■ WHAT IS REQUIRED ■
Copy out every line of the listing below, from the line containing "Expected output: the position of each instance of the dark" through the end of the listing, and shift each coordinate pair by adding 92 to both numbers. Keep the text lines unchanged and in order, and omit the pictures.

Position annotation records
--- Begin ---

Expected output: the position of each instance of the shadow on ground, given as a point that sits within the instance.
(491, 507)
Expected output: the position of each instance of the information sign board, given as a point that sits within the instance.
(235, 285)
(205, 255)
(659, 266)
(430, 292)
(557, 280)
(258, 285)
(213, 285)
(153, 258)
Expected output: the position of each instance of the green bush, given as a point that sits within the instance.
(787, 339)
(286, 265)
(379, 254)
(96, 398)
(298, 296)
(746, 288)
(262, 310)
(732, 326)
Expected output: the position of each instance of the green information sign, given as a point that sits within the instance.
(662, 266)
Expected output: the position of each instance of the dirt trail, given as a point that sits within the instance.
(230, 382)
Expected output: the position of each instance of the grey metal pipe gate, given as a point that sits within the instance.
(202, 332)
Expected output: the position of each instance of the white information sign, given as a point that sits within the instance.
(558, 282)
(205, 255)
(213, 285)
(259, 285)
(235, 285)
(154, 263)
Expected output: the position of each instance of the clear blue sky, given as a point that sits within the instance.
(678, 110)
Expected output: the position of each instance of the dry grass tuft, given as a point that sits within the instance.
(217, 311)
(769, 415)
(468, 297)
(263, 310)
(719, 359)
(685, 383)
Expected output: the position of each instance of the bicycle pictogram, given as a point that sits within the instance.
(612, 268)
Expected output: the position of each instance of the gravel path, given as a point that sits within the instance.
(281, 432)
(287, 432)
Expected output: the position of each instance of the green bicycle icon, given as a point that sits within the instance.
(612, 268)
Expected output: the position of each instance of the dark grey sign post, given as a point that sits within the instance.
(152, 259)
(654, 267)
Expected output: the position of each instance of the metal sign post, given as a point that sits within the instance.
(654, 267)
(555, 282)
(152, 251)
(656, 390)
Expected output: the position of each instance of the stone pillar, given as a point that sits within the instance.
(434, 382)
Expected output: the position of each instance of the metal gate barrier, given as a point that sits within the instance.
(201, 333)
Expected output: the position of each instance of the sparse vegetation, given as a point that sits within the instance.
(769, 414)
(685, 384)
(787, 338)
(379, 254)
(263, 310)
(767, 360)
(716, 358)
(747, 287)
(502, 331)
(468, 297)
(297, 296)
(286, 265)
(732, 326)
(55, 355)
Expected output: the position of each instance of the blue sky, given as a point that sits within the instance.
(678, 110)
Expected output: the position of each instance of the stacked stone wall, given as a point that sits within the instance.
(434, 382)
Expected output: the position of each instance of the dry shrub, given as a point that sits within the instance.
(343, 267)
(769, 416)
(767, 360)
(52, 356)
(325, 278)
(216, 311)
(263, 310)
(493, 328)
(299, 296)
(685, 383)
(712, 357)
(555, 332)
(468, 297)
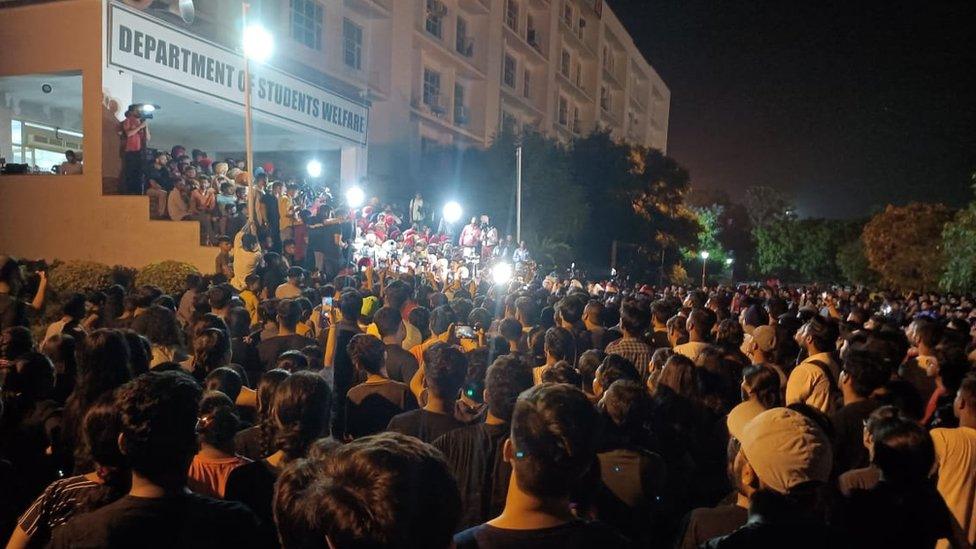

--- End ---

■ COMPLETE RESPONSE ■
Expected output: the position of each instance of the dark grey sign post, given as a point that sits within the instance.
(244, 351)
(746, 359)
Expected output: the position of each instance of the metal sign post, given as a point that sits within the instance.
(746, 359)
(647, 374)
(244, 343)
(748, 482)
Expected output: the position of each instance of the stone pillar, given as a point that sits within the instance.
(526, 474)
Expected output: the position of each instance of the metal gate barrier, given as a point that sits within the instance.
(293, 425)
Expected output: the position of each instance of the sparse vegetation, given as a point that sits within the instance.
(861, 506)
(777, 476)
(879, 430)
(471, 346)
(355, 402)
(859, 452)
(808, 450)
(839, 379)
(594, 423)
(560, 389)
(389, 388)
(378, 357)
(824, 418)
(147, 447)
Expected output: the position of each instance of the blue sky, given as a point that sits within the instance.
(770, 202)
Expected output: the position of each instance of the stacked stone wall, given as a point that sits within the instance.
(526, 474)
Expected output: the position of each instance of the dry shrub, given as a point that sits within the instance.
(435, 359)
(861, 508)
(859, 452)
(144, 448)
(417, 370)
(308, 403)
(355, 402)
(585, 420)
(391, 388)
(777, 475)
(804, 449)
(647, 424)
(560, 389)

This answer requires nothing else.